● **EXERCISE TASK**:
Pick out each line in the rows below that contains the word "cliff", and copy those lines.
** start RECORD SET **
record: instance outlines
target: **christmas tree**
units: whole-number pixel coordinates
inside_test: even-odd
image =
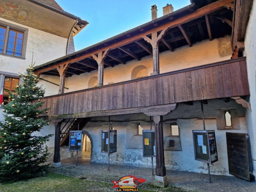
[[[50,123],[39,116],[45,114],[49,109],[40,109],[45,91],[36,86],[39,79],[33,75],[32,67],[24,75],[19,75],[23,84],[17,85],[17,94],[10,93],[11,102],[2,106],[4,119],[0,122],[1,182],[44,176],[49,166],[44,163],[49,153],[44,144],[52,135],[38,134]]]

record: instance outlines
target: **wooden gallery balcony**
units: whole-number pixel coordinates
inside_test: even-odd
[[[243,57],[43,100],[50,118],[69,118],[168,111],[177,103],[249,94]]]

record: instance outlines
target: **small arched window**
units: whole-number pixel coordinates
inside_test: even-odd
[[[148,69],[144,65],[135,67],[132,72],[132,79],[135,79],[148,76]]]

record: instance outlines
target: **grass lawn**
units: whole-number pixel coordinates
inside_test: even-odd
[[[140,188],[140,192],[157,191],[176,192],[187,191],[181,188],[169,187],[162,189],[150,184],[144,185],[146,188]],[[76,178],[52,173],[43,177],[21,181],[9,184],[0,184],[0,191],[3,192],[28,192],[33,191],[52,192],[79,192],[86,191],[113,191],[113,184],[110,183],[95,181],[85,179],[80,180]]]

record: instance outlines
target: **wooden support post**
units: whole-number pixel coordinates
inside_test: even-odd
[[[164,165],[164,151],[163,116],[154,116],[153,118],[155,124],[156,147],[156,175],[164,177],[166,175],[166,169]]]
[[[53,163],[59,163],[60,162],[60,126],[61,121],[55,122],[55,141],[54,145],[54,155]]]
[[[151,39],[147,36],[143,36],[143,38],[148,43],[152,46],[153,51],[153,75],[157,75],[160,73],[159,68],[159,50],[158,43],[161,40],[162,37],[167,32],[168,28],[163,29],[160,34],[157,35],[157,32],[155,31],[151,34]]]
[[[104,60],[107,56],[107,53],[109,51],[108,49],[103,52],[100,52],[97,56],[94,54],[92,55],[92,58],[97,62],[98,64],[98,86],[103,85],[103,79],[104,76]]]
[[[60,87],[59,89],[58,94],[64,93],[65,87],[65,80],[66,80],[66,71],[68,68],[70,63],[57,67],[57,69],[60,76]]]

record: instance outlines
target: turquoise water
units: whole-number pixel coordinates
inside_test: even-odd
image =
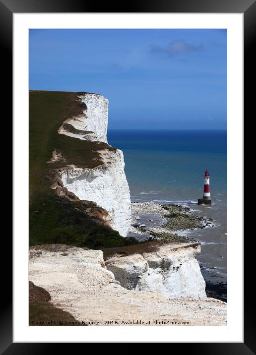
[[[205,278],[226,281],[227,131],[113,130],[108,140],[124,152],[132,201],[187,204],[214,220],[216,228],[191,234],[202,243]],[[198,206],[206,169],[213,204]]]

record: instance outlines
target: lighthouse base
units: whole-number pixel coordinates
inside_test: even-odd
[[[211,205],[211,200],[198,198],[197,200],[197,205]]]

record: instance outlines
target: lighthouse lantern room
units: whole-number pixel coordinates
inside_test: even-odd
[[[204,186],[202,198],[198,198],[198,205],[211,205],[211,194],[210,193],[210,173],[205,170],[204,175]]]

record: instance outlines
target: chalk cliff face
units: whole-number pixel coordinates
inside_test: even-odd
[[[200,251],[198,243],[163,244],[146,252],[114,254],[106,265],[128,290],[155,291],[168,298],[203,297],[205,283],[196,259]]]
[[[83,113],[66,119],[59,133],[79,139],[107,143],[108,100],[96,94],[77,97],[84,104]]]
[[[112,227],[126,237],[130,226],[130,198],[121,150],[102,152],[105,165],[93,169],[64,172],[64,185],[80,199],[93,201],[106,210],[112,218]]]
[[[86,105],[84,114],[66,120],[59,133],[107,143],[108,101],[93,94],[79,97]],[[69,129],[68,125],[74,130]],[[112,219],[112,227],[126,237],[130,226],[131,207],[123,152],[107,149],[97,151],[102,164],[93,169],[65,169],[61,173],[62,182],[80,199],[94,201],[106,209]]]
[[[168,321],[226,325],[224,302],[206,297],[170,299],[155,291],[127,290],[106,268],[103,256],[101,250],[64,244],[30,247],[29,280],[50,293],[54,305],[81,321],[98,321],[97,325],[126,326],[123,321],[131,320],[164,322],[160,325]],[[104,322],[112,320],[113,323]]]

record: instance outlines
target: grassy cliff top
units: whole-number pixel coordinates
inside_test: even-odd
[[[64,120],[82,113],[84,106],[77,95],[83,93],[29,92],[30,245],[63,243],[100,248],[130,242],[102,223],[100,218],[87,215],[84,201],[68,201],[50,188],[52,182],[47,178],[50,171],[70,164],[94,168],[101,164],[95,151],[115,150],[105,143],[58,133]],[[55,149],[62,153],[65,161],[47,164]]]

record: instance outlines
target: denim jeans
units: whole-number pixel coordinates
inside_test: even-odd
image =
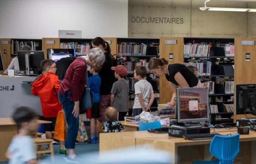
[[[76,140],[79,128],[79,118],[75,118],[72,114],[75,103],[70,100],[70,91],[65,93],[65,96],[59,93],[60,103],[65,112],[65,116],[68,124],[68,133],[66,138],[65,147],[67,149],[75,149]]]

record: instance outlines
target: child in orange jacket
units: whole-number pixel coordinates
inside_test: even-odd
[[[54,131],[58,112],[62,110],[58,98],[60,83],[56,73],[56,63],[52,60],[46,59],[41,62],[43,74],[31,84],[32,93],[40,97],[44,120],[52,124],[44,125],[46,138],[52,138],[52,132]],[[60,153],[65,154],[64,142],[60,141]]]

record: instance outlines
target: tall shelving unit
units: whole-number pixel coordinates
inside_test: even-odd
[[[202,47],[206,47],[207,45],[211,45],[211,47],[209,47],[208,48],[212,48],[213,49],[215,49],[215,47],[219,47],[219,46],[220,46],[220,44],[221,45],[222,44],[228,44],[230,43],[233,43],[233,45],[234,43],[234,39],[233,38],[184,38],[184,43],[185,45],[188,44],[188,43],[189,43],[188,44],[191,43],[192,45],[198,44],[197,46],[197,48],[199,47],[199,45],[202,45]],[[204,44],[204,45],[203,45]],[[209,47],[210,47],[210,46]],[[218,49],[219,50],[219,48],[218,48]],[[196,52],[197,52],[197,50]],[[184,50],[185,51],[185,50]],[[230,106],[229,105],[233,104],[234,103],[233,101],[227,101],[228,99],[230,99],[231,96],[234,95],[234,90],[233,90],[232,93],[226,93],[225,91],[225,90],[223,91],[225,92],[224,93],[218,93],[219,89],[217,87],[220,87],[219,85],[221,85],[217,84],[219,83],[223,83],[227,85],[227,84],[231,83],[232,82],[227,82],[234,81],[233,73],[232,75],[229,74],[227,75],[225,74],[226,73],[225,72],[223,74],[221,74],[221,73],[219,74],[215,74],[214,73],[214,72],[215,72],[215,73],[216,73],[216,71],[215,70],[217,70],[217,68],[219,67],[221,65],[234,65],[234,56],[230,56],[229,54],[229,56],[223,56],[223,55],[221,55],[218,54],[218,53],[216,53],[216,51],[211,51],[211,52],[210,52],[210,50],[209,50],[209,51],[207,50],[206,52],[206,55],[207,55],[206,56],[200,54],[198,55],[199,56],[197,56],[197,55],[195,56],[194,54],[190,54],[189,55],[189,56],[188,56],[188,54],[185,54],[185,52],[184,52],[184,63],[189,62],[191,62],[191,63],[203,63],[201,66],[203,66],[203,65],[204,67],[200,67],[200,68],[203,69],[201,69],[201,71],[204,71],[204,72],[203,73],[203,74],[199,75],[199,78],[202,82],[210,81],[214,82],[214,89],[212,90],[210,90],[209,91],[211,91],[212,92],[210,94],[209,93],[209,98],[210,100],[210,106],[212,106],[211,105],[214,105],[215,106],[215,107],[216,107],[216,110],[214,110],[214,112],[212,111],[210,111],[211,120],[212,124],[215,124],[222,122],[233,122],[233,120],[231,118],[233,116],[233,112],[231,110],[225,110],[227,106]],[[211,54],[211,52],[212,52],[212,53],[215,53],[215,54],[211,54],[210,56],[209,54]],[[218,52],[218,53],[219,53],[219,52]],[[206,54],[205,54],[204,55],[206,55]],[[200,56],[203,55],[204,56]],[[206,67],[207,66],[208,64],[210,64],[208,65],[208,66],[209,67],[207,69]],[[219,64],[220,64],[221,65],[219,65]],[[198,65],[197,65],[197,66]],[[221,66],[221,67],[222,66]],[[226,66],[223,66],[223,67],[224,69],[224,67]],[[209,69],[210,69],[210,70]],[[205,72],[207,70],[208,71],[208,72]],[[218,82],[219,82],[219,83]],[[211,82],[212,83],[212,82]],[[225,87],[225,85],[223,85],[223,86]],[[233,86],[233,89],[234,87],[234,86]],[[224,88],[225,88],[224,87]],[[211,107],[213,108],[213,105]],[[218,109],[217,107],[218,107]],[[234,109],[233,107],[233,109]],[[217,112],[216,112],[216,111],[217,111]]]

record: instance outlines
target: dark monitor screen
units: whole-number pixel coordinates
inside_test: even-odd
[[[29,54],[30,70],[31,71],[41,71],[41,61],[44,59],[44,51],[19,51],[18,52],[19,65],[20,71],[25,71],[25,55]]]
[[[177,88],[179,122],[209,121],[207,88]]]
[[[236,110],[237,114],[255,114],[256,84],[236,85]]]
[[[0,52],[0,71],[4,70],[4,64],[3,63],[3,60],[2,60],[2,55],[1,55],[1,52]]]

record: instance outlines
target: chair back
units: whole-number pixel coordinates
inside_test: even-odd
[[[157,129],[162,128],[162,125],[159,121],[152,122],[139,122],[139,130],[147,130],[148,129]]]
[[[239,134],[214,136],[210,149],[212,155],[219,159],[220,164],[233,164],[239,152]]]

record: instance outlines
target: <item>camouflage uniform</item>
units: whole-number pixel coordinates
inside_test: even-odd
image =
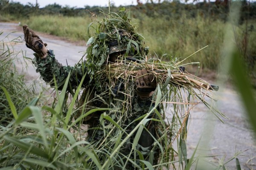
** end RECORD SET **
● **EXERCISE RESULT**:
target: chalk cliff face
target: grassy cliff top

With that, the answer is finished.